# Entries start
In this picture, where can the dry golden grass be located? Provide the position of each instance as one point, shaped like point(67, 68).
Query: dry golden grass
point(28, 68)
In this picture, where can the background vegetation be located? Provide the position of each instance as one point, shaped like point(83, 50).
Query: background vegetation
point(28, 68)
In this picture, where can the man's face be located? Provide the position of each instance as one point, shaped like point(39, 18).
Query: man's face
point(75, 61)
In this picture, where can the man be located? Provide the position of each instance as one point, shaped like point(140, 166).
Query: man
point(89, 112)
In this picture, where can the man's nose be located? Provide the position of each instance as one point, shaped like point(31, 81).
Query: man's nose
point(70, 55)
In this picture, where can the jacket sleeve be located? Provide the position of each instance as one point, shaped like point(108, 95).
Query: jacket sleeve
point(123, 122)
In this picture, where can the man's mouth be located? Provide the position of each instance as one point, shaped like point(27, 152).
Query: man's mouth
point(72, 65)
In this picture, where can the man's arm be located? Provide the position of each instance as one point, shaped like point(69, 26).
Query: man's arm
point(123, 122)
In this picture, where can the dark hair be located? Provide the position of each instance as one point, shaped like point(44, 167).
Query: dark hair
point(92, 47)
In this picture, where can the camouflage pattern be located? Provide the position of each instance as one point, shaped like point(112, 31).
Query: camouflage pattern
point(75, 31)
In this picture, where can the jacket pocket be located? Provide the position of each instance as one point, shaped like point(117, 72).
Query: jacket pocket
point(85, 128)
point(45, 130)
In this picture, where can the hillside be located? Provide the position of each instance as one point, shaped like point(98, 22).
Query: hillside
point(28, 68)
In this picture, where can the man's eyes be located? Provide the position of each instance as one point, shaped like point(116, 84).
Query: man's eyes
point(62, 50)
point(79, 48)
# Entries end
◆ **Task requirements**:
Scale the stretch of material above, from the line containing "In this picture, where can the camouflage" through the end of the material, both ends included, and reproduce only those lines, requests included. Multiply each point coordinate in the answers by 2.25 and round to whole numbers, halves up, but leave the requests and their sample points as they are.

◆ **Response to this exercise**:
In this picture, where can the camouflage pattern be located? Provide the position of each instance as one point, shaped like point(112, 31).
Query: camouflage pattern
point(169, 70)
In this picture, where can the jacket pocket be located? Provide the position of each instance as one point, shaped like point(117, 72).
Query: jacket pocket
point(191, 288)
point(101, 293)
In this picture, where can the hillside be located? Provide the position of each instance as one point, shaped like point(98, 22).
Query: hillside
point(63, 153)
In this picture, where can the man's eyes be located? Provide the position of each instance as one point, shaped like point(116, 84).
Query: man's eyes
point(140, 113)
point(178, 108)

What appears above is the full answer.